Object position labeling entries
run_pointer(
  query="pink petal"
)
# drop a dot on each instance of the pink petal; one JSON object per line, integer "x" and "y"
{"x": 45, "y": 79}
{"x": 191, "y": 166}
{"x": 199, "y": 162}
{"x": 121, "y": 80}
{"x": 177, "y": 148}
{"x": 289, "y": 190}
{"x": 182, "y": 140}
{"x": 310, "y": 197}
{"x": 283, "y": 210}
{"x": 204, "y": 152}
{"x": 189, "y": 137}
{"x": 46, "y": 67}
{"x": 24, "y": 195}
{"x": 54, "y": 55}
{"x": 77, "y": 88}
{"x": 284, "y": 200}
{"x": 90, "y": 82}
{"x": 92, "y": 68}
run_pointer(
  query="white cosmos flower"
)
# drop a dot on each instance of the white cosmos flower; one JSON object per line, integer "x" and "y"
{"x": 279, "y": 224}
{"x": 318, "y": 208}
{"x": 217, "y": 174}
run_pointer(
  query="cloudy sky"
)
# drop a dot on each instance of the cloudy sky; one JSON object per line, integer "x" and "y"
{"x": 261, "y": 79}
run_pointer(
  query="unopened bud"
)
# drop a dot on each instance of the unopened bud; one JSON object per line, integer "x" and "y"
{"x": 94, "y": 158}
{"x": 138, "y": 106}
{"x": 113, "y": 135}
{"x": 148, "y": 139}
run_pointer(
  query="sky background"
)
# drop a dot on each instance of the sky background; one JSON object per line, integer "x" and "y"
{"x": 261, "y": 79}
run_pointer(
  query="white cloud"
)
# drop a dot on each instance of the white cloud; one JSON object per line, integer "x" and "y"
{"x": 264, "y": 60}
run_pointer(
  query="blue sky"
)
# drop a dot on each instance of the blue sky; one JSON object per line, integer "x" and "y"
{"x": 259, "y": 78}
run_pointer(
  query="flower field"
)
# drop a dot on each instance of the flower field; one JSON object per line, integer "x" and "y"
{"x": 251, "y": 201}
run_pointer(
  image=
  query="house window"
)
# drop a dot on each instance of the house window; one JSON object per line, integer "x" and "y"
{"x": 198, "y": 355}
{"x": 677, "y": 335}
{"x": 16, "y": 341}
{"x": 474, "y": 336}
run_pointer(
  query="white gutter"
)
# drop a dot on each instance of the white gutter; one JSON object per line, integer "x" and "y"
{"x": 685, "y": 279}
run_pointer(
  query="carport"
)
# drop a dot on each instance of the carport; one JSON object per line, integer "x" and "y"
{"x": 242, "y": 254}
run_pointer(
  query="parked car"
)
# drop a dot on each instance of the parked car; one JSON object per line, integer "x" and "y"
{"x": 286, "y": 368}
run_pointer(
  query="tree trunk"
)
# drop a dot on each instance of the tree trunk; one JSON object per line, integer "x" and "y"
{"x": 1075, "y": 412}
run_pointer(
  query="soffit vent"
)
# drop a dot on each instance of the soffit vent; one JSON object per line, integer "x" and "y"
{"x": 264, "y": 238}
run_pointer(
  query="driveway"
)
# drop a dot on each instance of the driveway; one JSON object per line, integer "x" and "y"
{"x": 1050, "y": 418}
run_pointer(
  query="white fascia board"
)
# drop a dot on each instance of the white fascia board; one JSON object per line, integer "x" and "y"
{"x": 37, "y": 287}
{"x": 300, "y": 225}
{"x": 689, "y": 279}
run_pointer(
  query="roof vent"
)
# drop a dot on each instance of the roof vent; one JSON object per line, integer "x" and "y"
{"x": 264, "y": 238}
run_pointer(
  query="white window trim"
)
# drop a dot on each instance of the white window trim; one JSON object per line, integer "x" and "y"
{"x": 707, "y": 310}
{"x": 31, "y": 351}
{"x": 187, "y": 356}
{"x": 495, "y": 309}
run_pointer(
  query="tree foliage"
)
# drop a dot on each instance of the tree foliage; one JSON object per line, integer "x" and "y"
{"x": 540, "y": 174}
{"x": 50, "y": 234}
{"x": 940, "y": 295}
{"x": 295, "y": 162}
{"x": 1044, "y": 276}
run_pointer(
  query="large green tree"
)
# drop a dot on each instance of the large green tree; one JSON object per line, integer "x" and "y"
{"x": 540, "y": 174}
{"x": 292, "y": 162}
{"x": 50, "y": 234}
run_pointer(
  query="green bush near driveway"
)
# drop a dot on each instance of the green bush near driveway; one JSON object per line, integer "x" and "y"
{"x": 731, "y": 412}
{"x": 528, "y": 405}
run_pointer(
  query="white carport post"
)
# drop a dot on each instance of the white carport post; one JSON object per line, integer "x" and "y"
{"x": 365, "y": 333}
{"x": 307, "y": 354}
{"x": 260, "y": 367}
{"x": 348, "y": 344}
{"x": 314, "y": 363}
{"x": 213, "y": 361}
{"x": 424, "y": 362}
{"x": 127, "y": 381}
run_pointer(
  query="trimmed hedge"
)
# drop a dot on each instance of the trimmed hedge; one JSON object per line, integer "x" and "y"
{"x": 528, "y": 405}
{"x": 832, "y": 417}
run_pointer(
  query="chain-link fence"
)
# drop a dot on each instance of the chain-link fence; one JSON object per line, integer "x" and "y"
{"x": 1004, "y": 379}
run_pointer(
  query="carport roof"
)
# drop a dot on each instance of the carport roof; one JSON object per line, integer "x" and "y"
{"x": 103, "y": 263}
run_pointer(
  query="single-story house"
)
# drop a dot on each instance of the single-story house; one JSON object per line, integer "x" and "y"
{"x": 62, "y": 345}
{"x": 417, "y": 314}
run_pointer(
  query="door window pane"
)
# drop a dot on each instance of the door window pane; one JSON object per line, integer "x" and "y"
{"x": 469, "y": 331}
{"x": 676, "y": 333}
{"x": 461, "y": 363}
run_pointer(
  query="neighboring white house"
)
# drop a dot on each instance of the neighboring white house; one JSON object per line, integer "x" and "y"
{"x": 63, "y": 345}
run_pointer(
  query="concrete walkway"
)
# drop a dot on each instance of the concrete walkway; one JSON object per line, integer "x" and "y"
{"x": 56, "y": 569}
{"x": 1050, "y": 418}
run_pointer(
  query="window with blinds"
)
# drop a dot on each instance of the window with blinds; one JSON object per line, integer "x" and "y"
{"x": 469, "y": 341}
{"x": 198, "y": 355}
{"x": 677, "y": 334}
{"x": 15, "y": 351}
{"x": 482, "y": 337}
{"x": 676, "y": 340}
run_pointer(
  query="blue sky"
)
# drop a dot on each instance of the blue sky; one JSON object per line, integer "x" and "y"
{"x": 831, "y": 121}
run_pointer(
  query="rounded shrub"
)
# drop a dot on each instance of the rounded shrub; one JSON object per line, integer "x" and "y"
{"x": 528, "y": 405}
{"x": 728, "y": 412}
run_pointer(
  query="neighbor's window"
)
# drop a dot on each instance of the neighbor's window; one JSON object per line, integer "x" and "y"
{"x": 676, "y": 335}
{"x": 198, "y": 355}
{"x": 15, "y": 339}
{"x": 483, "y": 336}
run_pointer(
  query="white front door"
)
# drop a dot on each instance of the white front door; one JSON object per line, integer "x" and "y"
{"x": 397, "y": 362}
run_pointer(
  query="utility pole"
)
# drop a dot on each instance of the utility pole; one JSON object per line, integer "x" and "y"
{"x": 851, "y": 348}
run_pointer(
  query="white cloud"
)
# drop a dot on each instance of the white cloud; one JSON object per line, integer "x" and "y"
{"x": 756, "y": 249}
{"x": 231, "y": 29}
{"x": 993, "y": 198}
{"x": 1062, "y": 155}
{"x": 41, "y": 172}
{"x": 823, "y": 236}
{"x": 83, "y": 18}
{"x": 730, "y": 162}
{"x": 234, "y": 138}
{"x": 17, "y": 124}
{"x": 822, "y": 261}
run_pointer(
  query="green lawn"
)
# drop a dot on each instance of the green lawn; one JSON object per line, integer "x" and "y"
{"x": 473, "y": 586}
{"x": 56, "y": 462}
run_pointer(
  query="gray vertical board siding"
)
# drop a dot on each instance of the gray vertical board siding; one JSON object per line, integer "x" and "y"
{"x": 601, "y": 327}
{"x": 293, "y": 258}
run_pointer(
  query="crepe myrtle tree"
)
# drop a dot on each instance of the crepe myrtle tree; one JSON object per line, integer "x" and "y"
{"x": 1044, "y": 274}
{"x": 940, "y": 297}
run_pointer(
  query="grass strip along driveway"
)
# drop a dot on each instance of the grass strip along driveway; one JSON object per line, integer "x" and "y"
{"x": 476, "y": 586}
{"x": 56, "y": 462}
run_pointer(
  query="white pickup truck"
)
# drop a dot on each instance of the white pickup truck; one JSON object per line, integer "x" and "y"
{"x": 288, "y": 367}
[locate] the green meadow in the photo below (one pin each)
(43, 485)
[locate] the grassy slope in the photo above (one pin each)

**GIVEN REQUEST**
Copy exactly the lines above, from the one containing "[locate] the green" through the very last line.

**THE RESPONSE**
[locate] the green meadow in the photo below (one pin each)
(43, 485)
[locate] the grassy slope in the photo above (one pin each)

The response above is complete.